Images are excluded; otherwise, output every record exactly.

__________

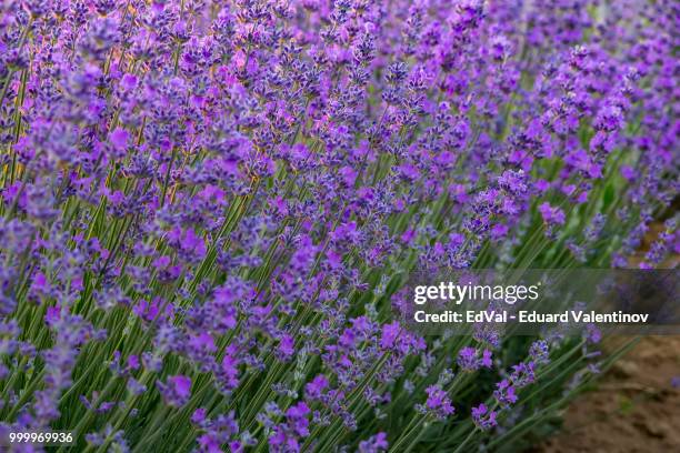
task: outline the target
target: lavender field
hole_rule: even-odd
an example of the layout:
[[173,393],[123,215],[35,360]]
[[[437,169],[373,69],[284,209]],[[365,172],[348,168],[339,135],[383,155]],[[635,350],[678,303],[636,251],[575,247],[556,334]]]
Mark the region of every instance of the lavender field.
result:
[[634,265],[679,253],[679,26],[672,0],[0,0],[0,451],[539,442],[629,344],[421,335],[407,281],[629,268],[654,222]]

__________

_Completed exercise:_
task: outline the target
target: lavender field
hole_rule: even-odd
an example of the layout:
[[173,393],[123,215],[35,360]]
[[[437,169],[373,69],[284,209]],[[365,172],[348,168],[339,135],[383,155]],[[635,350],[678,303],[636,251],[575,247],[556,334]]]
Mark the region of every instance of the lavender field.
result:
[[634,265],[679,253],[679,26],[672,0],[0,0],[0,451],[539,442],[629,344],[421,335],[407,281],[629,268],[654,222]]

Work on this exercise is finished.